Saved entries:
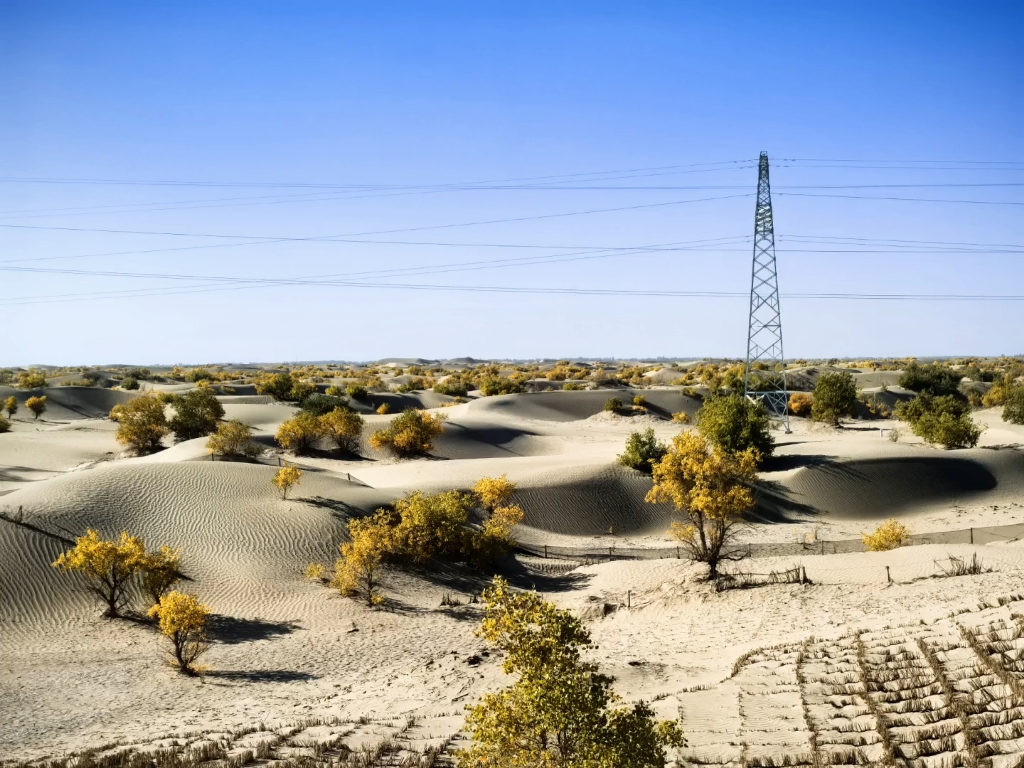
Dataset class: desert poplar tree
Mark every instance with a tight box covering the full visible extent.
[646,431,757,579]
[273,465,302,499]
[52,530,148,618]
[148,591,210,674]
[332,510,393,606]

### Exercise description
With the entries above as the source, set down exactly the lines from the one holding "Mark every instance" through the last line, both ends included.

### Output for this task
Mark every instance with a tight box covering the full visible extent.
[646,431,757,579]
[273,465,302,499]
[52,530,148,618]
[148,591,210,674]
[332,510,393,606]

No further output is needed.